• [What to produce]:
The listing is to be printed word for word, pictures omitted.
** Records for this exercise follows **
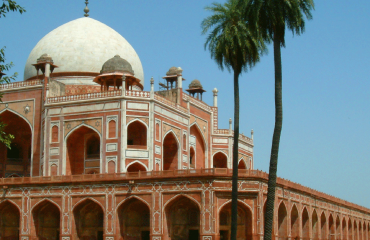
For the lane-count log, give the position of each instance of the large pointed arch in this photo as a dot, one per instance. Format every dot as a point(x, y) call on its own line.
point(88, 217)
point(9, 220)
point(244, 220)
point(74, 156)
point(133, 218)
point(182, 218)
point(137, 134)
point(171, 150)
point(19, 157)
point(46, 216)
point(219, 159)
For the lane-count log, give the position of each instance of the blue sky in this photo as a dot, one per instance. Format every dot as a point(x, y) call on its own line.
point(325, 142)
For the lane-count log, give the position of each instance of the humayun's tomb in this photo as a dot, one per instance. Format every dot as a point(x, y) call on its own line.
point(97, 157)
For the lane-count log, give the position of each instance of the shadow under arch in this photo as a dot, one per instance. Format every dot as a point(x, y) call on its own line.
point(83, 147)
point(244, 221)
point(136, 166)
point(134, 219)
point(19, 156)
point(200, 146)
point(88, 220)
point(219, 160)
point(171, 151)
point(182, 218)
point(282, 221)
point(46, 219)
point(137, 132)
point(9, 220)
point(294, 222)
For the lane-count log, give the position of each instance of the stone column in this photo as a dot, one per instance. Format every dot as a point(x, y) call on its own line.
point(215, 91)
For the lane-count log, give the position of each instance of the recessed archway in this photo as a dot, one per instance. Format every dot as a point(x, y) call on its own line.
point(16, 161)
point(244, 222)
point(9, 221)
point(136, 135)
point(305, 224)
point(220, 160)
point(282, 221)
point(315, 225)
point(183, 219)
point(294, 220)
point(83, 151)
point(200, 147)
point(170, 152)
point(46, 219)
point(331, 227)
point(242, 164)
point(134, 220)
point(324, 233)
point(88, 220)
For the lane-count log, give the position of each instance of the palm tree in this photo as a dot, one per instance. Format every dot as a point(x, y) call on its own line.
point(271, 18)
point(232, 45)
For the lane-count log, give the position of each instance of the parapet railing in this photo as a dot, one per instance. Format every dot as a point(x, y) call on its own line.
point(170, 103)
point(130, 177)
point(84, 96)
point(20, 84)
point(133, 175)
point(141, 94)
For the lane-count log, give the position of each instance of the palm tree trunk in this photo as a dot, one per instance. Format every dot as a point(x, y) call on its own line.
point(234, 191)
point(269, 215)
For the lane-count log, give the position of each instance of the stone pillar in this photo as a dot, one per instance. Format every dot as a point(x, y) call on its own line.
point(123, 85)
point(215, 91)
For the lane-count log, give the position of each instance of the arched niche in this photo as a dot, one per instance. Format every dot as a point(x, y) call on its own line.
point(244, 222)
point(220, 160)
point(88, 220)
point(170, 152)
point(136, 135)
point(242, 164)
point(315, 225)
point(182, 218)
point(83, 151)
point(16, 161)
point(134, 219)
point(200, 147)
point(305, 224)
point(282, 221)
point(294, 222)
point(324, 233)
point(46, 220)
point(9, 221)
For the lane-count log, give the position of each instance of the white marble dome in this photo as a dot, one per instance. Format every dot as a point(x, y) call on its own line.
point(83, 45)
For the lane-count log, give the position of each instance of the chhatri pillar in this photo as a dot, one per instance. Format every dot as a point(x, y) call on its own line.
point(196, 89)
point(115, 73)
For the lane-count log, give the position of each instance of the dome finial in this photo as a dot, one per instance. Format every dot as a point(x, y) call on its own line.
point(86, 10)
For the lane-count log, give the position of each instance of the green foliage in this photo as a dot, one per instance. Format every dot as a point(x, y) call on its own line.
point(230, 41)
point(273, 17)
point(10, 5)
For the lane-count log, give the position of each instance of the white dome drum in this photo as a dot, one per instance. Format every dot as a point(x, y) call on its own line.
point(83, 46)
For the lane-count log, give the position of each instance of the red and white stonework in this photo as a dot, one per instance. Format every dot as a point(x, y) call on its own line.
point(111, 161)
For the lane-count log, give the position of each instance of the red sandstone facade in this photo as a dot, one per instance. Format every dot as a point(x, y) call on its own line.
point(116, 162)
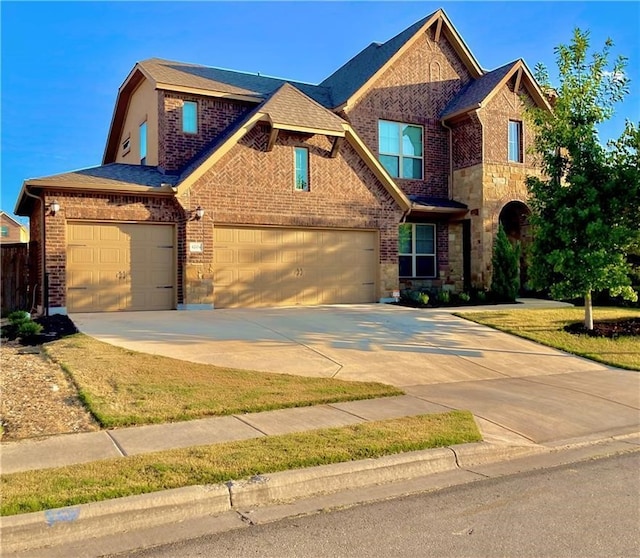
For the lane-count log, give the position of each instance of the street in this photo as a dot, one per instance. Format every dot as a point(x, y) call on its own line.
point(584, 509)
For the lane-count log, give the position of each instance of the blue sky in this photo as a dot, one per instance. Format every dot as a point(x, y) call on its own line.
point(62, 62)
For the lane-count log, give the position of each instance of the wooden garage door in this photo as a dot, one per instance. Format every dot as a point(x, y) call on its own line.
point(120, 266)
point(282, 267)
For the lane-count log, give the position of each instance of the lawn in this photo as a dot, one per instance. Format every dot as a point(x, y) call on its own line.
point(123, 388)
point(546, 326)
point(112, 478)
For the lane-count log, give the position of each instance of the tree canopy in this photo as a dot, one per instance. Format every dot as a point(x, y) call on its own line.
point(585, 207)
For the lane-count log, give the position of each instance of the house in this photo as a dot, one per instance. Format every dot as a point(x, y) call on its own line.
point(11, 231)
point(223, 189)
** End of Records for this exercise **
• [Exercise response]:
For the lane-count log, give the position of each instance of the large pointed arch in this photo as a dot, one per instance. Format every dot as a point(x, y) call on its own line.
point(88, 217)
point(9, 220)
point(244, 220)
point(74, 156)
point(133, 218)
point(182, 218)
point(137, 134)
point(171, 150)
point(19, 157)
point(46, 216)
point(219, 159)
For the lane-count log, give the position of each instance of the blue sky in this photo as a dot, one per instance. Format every dot as a point(x, y) call on its own line.
point(325, 142)
For the lane-count log, give the position of each instance of the humayun's tomb in this photo as a dot, one per instance. Format every dot as a point(x, y) call on its own line.
point(97, 157)
For the lane-count log, give the position of each instance of the shadow under arch in this photo as a dot, one per instance. Format every dot as a point(x, y) call on its own line.
point(83, 147)
point(244, 221)
point(136, 166)
point(134, 219)
point(19, 156)
point(200, 146)
point(88, 220)
point(219, 160)
point(171, 151)
point(182, 218)
point(282, 221)
point(46, 219)
point(137, 132)
point(9, 220)
point(294, 222)
For the lane-count log, give the position of each instance of the stone column in this photo as a dot, one per instance. Format every dot as a point(x, y) call on its own line.
point(215, 91)
For the lane-count log, give the position of each instance of the recessed archway in this photo as a dot, one per instance. Format every dot as a point(x, y) call on its own line.
point(16, 161)
point(244, 222)
point(9, 221)
point(136, 135)
point(305, 224)
point(220, 160)
point(282, 221)
point(315, 225)
point(183, 219)
point(294, 220)
point(83, 151)
point(200, 147)
point(170, 152)
point(46, 219)
point(331, 227)
point(242, 164)
point(134, 220)
point(324, 233)
point(88, 220)
For the lane-count log, give the position of each instance of the palm tree in this photo as a dot, one per instance. Format every dot as a point(x, y) call on its own line.
point(271, 18)
point(232, 45)
For the lane-count log, give the position of each instance of the parapet railing in this photo as a dot, one per instance. Format every dot as a point(x, y) call on its own line.
point(170, 103)
point(130, 177)
point(84, 96)
point(20, 84)
point(133, 175)
point(141, 94)
For the lane-count log, give the position of each instance of the palm tree trunk in this photo as a dot, one per instance. Format every dot as a point(x, y) call on its own line.
point(234, 191)
point(269, 215)
For the lane-count log, give the position of each instance of the stone pillar in this photo as a dot, one per instance. Format every dot as a point(x, y) call on its own line.
point(123, 85)
point(215, 91)
For the lane-count log, give the position of each instance of the arched niche in this photo as a dot, one per instance. Format every dot as a point(x, y) call on its own line.
point(244, 222)
point(220, 160)
point(88, 220)
point(170, 152)
point(136, 135)
point(242, 164)
point(315, 225)
point(182, 218)
point(83, 151)
point(16, 161)
point(134, 219)
point(200, 147)
point(305, 224)
point(282, 221)
point(294, 222)
point(324, 233)
point(46, 220)
point(9, 221)
For the lane-count log, give the position of each instance of the white marble dome in this photo as a dot, one per instance. Format every dot as a point(x, y) call on its own line.
point(83, 45)
For the lane-count log, give the position of each instance of the chhatri pillar in this photo as a dot, one per instance. Format every dot as a point(x, y) call on its own line.
point(196, 89)
point(115, 73)
For the lane-count log, give the position of each instance of the dome finial in this photo as a dot, one per instance. Format every dot as a point(x, y) call on its own line.
point(86, 10)
For the lane-count log, give the position of each instance of the green foliage in this photo as a dot, one per instance. Format every dot as a point(x, y) call on its own line.
point(230, 41)
point(273, 17)
point(10, 5)
For the lane-count log, give the position of each instance of the white dome drum in this photo as a dot, one per instance. Format every dot as a point(x, y) call on its own line.
point(83, 46)
For the lane-count log, give the position of each instance of the red and white stonework in this photo as a dot, one per instance. Format every dot as a point(x, y) call on its own line.
point(111, 161)
For the lane-count log, give the position of each instance of the red sandstone facade in this photo as a dot, one per instance. Format every dot as a point(x, y) call on its own line.
point(116, 162)
For the lane-count log, give the position of each instance of the street in this photo as a dot, one per instance. Format every dot as a point(x, y) call on its own line.
point(584, 509)
For the lane-count log, give the position of each instance of the blue sky in this photo as a dot, one per instance. Format every dot as a point(x, y) call on its own line.
point(62, 62)
For the lane-count log, give the position of each instance of the wooden garage door in this photo as a dot, one per instance. Format every dot as a point(x, y) call on its own line.
point(120, 266)
point(282, 267)
For the lane-count log, give the position of each instance of the lawn in this photo as a dot, one per instance. Format every dot as a point(x, y) call on its own line.
point(123, 388)
point(546, 326)
point(112, 478)
For the lane-count log, give the position of each instance of the tree canopy in this photo as a dot, one per instance. Format every dot as a point(x, y) call on its own line.
point(585, 207)
For the lane-count log, give the position of each instance of the house in this photo as a dot, one per instance. Format every dot as a point(x, y) call on its own line.
point(11, 231)
point(223, 189)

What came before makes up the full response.